**Assignment:** Only lines holding "grass" are needed; copy each of them from the data below.

**Dataset entries:**
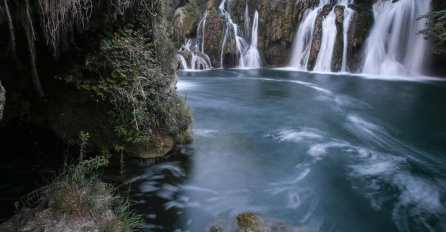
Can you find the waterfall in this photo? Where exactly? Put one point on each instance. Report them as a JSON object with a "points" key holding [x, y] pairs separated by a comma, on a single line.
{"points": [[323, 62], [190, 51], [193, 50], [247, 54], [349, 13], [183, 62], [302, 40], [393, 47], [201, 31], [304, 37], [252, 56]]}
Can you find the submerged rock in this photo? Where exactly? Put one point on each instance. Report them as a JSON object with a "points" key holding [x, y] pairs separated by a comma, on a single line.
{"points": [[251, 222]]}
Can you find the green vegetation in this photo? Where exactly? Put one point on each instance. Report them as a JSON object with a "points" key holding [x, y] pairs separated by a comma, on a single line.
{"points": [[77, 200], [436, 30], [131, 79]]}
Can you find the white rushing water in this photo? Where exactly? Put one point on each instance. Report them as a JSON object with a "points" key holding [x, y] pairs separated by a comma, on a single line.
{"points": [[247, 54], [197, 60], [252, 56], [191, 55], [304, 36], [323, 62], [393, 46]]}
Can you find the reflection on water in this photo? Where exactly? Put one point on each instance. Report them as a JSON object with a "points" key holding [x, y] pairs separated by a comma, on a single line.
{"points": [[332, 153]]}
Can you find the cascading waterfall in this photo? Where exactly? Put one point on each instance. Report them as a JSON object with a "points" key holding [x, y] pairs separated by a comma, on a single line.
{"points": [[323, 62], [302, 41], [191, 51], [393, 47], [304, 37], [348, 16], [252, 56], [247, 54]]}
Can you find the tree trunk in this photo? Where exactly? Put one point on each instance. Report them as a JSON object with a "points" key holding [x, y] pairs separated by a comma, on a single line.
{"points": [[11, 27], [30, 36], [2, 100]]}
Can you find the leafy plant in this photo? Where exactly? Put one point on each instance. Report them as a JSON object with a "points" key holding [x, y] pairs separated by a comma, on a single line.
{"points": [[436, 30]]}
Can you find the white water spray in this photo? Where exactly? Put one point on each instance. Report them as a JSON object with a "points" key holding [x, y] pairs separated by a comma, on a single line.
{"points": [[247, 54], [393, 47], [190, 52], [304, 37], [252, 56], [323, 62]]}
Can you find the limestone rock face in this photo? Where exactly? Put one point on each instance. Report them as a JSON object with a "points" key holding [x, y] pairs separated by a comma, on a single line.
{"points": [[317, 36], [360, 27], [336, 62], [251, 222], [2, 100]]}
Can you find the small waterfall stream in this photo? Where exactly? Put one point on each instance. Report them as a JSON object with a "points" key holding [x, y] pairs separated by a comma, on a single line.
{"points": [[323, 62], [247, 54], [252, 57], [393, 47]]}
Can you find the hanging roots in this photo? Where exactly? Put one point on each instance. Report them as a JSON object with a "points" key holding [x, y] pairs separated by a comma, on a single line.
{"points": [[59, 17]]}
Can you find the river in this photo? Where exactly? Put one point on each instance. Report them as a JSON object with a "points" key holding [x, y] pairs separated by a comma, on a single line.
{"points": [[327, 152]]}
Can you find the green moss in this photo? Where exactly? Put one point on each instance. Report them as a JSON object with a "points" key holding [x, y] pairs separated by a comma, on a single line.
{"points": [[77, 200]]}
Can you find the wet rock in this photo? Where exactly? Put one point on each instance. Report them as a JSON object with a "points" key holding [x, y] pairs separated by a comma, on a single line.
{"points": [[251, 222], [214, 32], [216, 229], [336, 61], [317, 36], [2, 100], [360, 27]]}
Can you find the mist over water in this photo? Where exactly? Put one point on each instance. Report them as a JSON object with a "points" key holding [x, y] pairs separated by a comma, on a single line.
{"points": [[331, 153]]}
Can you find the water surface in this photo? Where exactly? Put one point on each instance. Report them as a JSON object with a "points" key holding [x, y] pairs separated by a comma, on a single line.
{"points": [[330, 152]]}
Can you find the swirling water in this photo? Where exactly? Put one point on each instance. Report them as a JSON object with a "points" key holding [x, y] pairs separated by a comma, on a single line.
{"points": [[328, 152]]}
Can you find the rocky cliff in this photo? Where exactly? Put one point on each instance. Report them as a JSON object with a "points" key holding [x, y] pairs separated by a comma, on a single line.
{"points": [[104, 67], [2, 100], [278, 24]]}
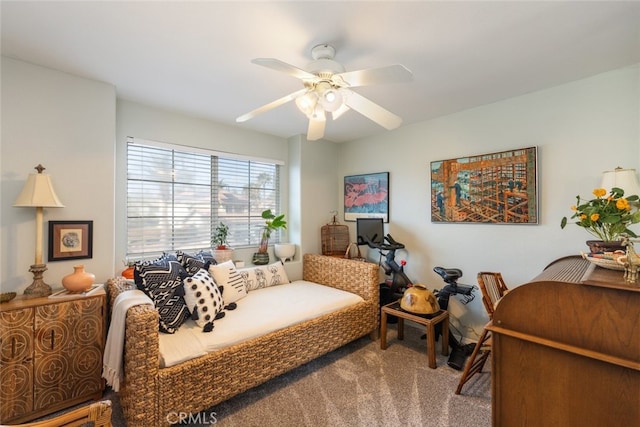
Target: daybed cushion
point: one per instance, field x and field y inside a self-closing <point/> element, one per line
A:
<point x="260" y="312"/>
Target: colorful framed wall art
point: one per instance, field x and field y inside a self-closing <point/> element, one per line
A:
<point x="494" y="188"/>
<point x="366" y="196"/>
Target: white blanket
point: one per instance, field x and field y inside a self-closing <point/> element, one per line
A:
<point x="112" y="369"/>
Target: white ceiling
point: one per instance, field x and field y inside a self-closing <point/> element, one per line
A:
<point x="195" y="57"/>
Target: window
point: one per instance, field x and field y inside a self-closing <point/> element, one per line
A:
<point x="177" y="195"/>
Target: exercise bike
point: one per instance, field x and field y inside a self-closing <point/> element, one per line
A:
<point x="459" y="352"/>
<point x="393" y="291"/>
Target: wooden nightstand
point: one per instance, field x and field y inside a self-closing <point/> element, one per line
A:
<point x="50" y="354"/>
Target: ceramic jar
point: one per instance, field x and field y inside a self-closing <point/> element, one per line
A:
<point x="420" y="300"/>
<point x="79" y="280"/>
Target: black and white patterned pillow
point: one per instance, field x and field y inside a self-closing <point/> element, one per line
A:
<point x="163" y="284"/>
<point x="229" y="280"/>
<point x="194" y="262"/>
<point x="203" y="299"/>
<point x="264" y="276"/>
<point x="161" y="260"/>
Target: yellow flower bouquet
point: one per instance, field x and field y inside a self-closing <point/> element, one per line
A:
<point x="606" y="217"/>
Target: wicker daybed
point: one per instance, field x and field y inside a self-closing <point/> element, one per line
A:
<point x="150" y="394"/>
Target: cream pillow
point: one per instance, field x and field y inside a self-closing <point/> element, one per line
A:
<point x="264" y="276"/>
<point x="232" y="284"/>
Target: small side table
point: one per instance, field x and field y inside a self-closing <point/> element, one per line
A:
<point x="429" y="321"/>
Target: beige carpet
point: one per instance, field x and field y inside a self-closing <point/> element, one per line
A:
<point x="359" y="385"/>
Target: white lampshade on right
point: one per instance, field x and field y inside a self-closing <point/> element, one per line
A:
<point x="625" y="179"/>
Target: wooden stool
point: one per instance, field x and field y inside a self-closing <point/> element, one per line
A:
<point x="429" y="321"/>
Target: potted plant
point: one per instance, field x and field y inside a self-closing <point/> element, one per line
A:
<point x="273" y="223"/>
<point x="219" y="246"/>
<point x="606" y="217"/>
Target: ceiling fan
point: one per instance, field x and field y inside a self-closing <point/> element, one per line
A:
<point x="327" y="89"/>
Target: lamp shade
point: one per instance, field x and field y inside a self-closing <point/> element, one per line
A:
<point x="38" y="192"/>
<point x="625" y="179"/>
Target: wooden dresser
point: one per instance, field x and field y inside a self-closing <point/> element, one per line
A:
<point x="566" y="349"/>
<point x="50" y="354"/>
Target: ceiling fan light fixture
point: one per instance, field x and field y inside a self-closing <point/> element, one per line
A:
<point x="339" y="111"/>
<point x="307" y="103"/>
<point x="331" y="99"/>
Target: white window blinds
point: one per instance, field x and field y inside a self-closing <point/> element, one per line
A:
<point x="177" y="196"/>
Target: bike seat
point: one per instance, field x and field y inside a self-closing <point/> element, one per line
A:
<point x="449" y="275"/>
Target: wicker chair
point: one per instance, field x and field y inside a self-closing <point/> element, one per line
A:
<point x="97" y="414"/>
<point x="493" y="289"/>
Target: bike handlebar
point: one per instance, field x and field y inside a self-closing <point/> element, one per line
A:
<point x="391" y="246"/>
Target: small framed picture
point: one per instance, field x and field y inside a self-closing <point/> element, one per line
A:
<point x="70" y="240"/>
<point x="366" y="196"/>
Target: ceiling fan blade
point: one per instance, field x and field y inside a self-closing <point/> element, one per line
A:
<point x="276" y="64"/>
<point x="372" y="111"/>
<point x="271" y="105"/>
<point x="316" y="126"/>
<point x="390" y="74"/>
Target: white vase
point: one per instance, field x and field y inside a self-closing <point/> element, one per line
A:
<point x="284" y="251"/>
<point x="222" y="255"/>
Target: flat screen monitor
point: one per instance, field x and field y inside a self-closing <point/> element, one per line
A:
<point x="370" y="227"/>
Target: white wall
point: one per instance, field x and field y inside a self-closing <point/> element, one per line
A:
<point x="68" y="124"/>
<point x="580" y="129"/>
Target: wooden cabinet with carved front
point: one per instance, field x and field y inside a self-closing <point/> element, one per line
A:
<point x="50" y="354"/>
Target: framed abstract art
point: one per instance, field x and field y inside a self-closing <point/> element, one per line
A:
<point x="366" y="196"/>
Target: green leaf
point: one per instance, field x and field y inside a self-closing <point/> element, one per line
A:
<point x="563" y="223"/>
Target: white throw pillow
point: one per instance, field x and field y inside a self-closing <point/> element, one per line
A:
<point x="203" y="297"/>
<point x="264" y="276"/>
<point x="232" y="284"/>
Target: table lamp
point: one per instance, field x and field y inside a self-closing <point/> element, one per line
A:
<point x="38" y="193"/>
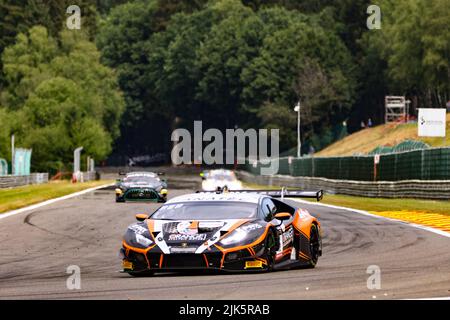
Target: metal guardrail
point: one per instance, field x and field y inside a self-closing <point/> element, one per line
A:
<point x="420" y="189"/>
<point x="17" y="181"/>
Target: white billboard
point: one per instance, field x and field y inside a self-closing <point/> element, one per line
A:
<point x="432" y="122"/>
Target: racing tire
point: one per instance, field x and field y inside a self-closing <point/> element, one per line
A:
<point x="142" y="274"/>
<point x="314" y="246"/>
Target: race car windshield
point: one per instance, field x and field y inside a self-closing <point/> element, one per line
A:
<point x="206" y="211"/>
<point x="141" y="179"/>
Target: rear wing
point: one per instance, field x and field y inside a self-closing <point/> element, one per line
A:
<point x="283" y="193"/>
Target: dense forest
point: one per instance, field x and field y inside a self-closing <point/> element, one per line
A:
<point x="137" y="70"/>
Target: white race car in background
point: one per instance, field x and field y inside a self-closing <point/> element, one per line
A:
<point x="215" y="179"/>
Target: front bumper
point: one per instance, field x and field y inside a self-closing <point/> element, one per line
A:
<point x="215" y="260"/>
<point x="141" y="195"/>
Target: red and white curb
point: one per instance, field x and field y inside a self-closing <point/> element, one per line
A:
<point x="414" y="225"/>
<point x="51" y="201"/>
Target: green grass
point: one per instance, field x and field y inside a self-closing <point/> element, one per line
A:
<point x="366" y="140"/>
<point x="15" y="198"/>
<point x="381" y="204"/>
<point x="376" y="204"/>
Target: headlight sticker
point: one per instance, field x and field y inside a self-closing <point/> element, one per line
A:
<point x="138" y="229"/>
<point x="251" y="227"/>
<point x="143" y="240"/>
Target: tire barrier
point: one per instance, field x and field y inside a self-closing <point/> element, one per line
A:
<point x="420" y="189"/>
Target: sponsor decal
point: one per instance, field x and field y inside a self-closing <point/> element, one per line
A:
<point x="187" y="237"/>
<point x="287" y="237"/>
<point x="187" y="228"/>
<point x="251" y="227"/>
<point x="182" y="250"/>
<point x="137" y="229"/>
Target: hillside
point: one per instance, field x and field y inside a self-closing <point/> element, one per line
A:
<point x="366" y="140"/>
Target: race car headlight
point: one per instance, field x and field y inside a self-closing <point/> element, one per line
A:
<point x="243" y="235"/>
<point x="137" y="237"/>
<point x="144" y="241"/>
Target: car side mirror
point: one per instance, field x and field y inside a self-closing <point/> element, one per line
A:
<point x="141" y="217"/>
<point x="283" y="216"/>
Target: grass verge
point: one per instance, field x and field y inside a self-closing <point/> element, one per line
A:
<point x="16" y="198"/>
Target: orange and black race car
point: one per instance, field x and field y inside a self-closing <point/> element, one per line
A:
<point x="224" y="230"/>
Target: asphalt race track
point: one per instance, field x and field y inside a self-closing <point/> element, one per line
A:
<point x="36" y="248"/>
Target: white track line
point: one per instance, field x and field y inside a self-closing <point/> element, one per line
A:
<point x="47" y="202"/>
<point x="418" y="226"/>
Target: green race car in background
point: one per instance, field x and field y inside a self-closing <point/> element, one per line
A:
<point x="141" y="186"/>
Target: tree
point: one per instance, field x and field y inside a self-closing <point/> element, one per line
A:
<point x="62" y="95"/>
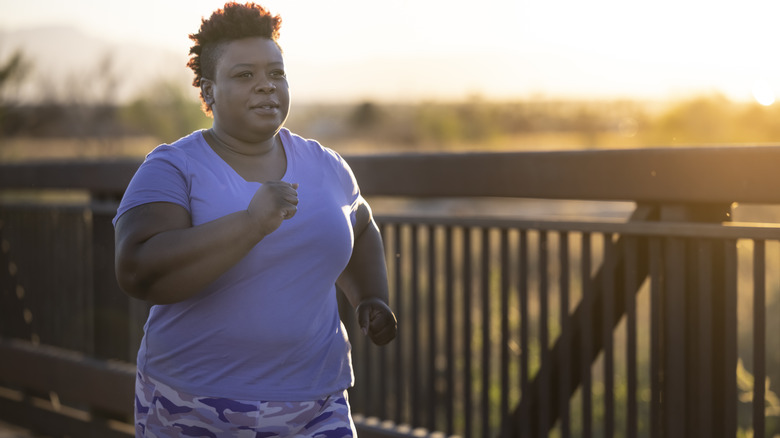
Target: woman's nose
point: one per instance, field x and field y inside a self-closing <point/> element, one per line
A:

**Solution:**
Target: green grass
Target: grass verge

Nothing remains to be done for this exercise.